WHAT TO DO:
- 1) Please count the lines in the records that contain the string "wick", treating case as significant, and reply with only that number.
- 2) Carry on the passage about machine learning and deep learning from its final sentence.

---- PASSAGE SHOWN

Results and main challenges
Number of publications
First of all, the literature review made it possible to visualize the number of publications year by year (Fig. 2).
Despite a slight decrease in 2016, we can observe a general increase in the number of publications since 2014, showing a growing interest in this field of research.

Number of studies published year by year.
Machine learning techniques are mainly based on statistics in order to model functions and derive predictions that will allow classification of the input data.
There are a wide variety of machine learning algorithms (regressions, k-nearest neighbors, AdaBoost, Naïve Bayes, Decision Tree, Random Forest, SVM,…) which rely on different statistical methods but operate according to the same main steps: extraction of features that are handcrafted by data analysts, model estimation, then classification.
Deep Learning has allowed many technical advances, in particular because algorithms, unlike traditional machine learning ones, require very little or no human intervention before learning. However, they require a very large amount of training data to generalize satisfactorily.
Two main types of deep learning algorithms are currently used:
Convolutional neural networks (CNN), particularly suitable for image processing, consist of a set of interconnected neuron layers which extract the features of the input images (convolutional filtering), transform them and send them to the layers that will operate the classification
Recurrent neural networks (RNN) contain connections by which information can circulate in a recurrent (circular) fashion, and thus make it possible to keep information in memory and therefore to process time sequences or elements of context.

--------
---- DATA IN THIS EXERCISE

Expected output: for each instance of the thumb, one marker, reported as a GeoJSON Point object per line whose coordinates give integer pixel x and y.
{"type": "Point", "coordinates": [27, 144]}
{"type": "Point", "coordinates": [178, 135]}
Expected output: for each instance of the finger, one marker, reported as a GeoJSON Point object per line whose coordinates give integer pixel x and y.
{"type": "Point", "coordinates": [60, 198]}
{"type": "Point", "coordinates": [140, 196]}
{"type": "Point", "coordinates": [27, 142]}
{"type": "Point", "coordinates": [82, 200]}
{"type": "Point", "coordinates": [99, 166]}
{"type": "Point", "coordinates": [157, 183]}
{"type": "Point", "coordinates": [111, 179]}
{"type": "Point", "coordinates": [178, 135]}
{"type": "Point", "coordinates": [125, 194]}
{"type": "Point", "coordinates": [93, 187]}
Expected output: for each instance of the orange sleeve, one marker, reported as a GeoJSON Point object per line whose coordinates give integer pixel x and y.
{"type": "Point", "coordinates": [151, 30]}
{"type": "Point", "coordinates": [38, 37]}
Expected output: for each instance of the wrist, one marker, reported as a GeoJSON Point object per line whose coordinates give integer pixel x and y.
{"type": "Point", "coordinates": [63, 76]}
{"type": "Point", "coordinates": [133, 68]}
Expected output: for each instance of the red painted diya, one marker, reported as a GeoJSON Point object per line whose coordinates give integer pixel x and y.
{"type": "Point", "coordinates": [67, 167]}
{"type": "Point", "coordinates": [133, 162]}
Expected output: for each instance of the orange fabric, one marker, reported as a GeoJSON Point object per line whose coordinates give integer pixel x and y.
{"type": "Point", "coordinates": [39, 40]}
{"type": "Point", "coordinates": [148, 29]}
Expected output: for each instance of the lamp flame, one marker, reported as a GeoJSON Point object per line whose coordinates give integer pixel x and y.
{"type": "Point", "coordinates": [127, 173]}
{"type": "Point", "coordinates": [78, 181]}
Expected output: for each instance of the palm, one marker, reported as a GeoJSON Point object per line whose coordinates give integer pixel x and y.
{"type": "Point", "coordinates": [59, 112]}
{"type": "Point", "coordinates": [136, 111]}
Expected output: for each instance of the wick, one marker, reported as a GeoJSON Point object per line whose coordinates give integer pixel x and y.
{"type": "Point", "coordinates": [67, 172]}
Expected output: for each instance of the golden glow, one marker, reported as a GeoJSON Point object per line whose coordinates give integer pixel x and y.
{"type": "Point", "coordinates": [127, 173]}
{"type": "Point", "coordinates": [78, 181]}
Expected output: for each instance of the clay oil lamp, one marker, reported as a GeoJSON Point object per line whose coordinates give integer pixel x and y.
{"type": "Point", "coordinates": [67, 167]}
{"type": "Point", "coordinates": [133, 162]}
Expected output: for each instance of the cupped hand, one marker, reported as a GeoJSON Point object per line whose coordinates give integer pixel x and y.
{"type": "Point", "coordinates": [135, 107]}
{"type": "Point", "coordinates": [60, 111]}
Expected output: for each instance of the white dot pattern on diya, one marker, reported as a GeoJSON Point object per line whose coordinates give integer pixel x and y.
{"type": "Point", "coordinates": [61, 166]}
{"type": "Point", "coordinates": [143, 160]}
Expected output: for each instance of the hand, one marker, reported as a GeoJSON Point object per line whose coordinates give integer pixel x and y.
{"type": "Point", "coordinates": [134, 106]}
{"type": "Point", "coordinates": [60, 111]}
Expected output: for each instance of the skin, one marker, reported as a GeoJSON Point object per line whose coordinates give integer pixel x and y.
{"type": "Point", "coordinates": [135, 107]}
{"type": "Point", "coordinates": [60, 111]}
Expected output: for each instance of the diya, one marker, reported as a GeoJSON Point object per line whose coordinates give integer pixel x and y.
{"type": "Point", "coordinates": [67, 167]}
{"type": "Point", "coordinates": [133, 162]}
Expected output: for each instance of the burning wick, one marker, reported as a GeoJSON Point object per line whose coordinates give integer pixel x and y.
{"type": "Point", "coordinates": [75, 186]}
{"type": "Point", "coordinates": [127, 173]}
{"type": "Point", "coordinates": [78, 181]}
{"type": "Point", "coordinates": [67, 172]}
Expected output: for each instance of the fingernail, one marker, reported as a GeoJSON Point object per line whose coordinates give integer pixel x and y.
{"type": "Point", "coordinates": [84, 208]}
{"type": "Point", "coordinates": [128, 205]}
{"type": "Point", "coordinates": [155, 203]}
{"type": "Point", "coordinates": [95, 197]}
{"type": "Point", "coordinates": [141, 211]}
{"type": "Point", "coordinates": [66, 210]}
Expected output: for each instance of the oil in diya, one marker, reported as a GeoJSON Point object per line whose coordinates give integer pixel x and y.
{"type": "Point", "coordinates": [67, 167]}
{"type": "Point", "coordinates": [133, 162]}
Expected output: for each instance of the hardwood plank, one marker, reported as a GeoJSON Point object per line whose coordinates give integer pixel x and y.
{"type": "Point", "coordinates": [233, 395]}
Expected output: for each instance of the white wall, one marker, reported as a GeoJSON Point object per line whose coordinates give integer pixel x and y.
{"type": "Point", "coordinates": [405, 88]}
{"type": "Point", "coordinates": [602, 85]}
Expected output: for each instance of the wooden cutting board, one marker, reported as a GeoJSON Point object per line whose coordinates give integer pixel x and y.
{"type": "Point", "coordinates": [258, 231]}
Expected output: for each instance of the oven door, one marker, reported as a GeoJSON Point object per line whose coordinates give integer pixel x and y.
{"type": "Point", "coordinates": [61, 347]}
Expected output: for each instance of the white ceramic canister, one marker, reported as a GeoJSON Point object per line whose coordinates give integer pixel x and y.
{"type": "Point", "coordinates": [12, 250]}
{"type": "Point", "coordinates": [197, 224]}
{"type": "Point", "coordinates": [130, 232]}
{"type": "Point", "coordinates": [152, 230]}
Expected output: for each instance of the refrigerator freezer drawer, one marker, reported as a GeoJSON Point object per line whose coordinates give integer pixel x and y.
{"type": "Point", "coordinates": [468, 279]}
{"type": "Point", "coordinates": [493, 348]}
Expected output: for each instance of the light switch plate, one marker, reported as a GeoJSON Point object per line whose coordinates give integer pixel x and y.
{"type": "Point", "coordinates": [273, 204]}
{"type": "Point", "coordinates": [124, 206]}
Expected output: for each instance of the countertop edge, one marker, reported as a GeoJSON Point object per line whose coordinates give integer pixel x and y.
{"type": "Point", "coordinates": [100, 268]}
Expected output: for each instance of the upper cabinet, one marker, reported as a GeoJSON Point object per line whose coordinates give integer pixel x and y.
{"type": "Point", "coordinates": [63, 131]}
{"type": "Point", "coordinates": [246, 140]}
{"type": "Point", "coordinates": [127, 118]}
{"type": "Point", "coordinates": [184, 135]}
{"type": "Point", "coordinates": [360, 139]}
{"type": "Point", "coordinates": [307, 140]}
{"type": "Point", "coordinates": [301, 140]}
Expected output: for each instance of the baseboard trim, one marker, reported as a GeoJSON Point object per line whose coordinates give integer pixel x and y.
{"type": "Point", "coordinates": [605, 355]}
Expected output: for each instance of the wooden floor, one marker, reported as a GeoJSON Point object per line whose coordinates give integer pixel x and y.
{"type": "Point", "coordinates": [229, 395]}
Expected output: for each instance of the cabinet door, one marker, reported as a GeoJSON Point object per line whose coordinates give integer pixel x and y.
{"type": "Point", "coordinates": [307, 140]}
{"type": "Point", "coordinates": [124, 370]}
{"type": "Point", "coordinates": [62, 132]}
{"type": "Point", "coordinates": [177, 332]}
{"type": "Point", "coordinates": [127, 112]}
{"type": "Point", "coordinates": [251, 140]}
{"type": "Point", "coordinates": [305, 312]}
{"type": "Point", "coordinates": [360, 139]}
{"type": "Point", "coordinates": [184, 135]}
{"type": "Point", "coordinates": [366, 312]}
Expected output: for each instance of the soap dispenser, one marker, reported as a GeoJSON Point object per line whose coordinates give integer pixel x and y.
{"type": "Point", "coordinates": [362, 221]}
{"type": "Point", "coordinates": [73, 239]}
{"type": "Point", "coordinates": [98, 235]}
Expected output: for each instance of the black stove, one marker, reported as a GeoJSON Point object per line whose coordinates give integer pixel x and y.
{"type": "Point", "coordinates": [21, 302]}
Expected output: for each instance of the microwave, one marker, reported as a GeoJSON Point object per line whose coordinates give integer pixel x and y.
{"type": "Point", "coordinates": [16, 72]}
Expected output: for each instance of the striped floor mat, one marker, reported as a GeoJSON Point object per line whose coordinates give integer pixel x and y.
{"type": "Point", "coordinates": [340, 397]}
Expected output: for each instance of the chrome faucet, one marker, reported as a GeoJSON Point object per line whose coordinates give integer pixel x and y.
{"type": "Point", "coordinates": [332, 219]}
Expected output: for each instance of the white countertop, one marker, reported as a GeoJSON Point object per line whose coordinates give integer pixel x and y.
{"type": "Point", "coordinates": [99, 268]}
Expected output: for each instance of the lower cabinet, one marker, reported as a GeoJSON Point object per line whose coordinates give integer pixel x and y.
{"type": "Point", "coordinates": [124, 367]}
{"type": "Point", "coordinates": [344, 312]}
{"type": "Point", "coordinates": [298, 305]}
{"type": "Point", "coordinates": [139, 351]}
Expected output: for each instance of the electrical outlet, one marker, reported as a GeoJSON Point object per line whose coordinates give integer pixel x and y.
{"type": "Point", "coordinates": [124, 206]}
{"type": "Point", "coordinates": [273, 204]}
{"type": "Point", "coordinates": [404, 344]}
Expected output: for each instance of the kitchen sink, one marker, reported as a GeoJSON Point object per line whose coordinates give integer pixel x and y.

--------

THE RESPONSES:
- 1) 2

- 2)
The studies analysed reveal a wide variety of algorithms used, with a preponderance of SVM (Support Vector Machine) and convolution networks (CNN).
For convenience, traditional machine learning techniques (SVM, K-Nearest Neighbors, etc.), as opposed to deep learning algorithms, will be referred to as “machine learning” in the remainder of the text.
Deep learning algorithms (on the right in Fig. 3) account for only 42.7% of the total, but are increasingly used over time, becoming the majority from 2018 onwards (Fig. 4), reflecting a constant evolution of techniques.

Type of classifiers used in the studies.
Studies using machine learning algorithms report a wide variety of feature extraction techniques, with Gabor filters and local patterns (LBP, LDP) being the most widely used.

Evolution over time of the type of algorithms.
Most systems operate in real time and deal with most of the problems such as occlusions, different head orientations or differences in brightness. However, some technical challenges remain.
The question of the temporal dynamics of facial expressions. The temporal dimension is an important element of facial expression that has not been fully explored by research, but is attracting the attention of many teams today. Indeed, as modalities of communication and caused by the interactions of the individual with his physical and social environment, emotions and their expressions fluctuate over time.
Since approaches based on convolutional neural networks cannot account for the temporal dynamics of facial expressions, several researchers [19,23,64,84,121,140,181,183,190,201] have used other types of networks, including Recurrent Neural Networks (RNN) and Long-short term memory (LSTM), a special type of RNN capable of learning and linking temporal dependencies between several inputs.
Even if it poses some technical problems (especially the question of segmentation of continuous sequences), temporal dynamics can be rich in information and can greatly increase the performance of facial expression recognition systems [29,53,84].
For example, [1] compared a static approach (ORB and SVM) and a dynamic approach (measurement of facial landmarks and Conditional Random Field) and reported a significant increase in classification performance (average accuracy increases from 74.5% to 80.5%)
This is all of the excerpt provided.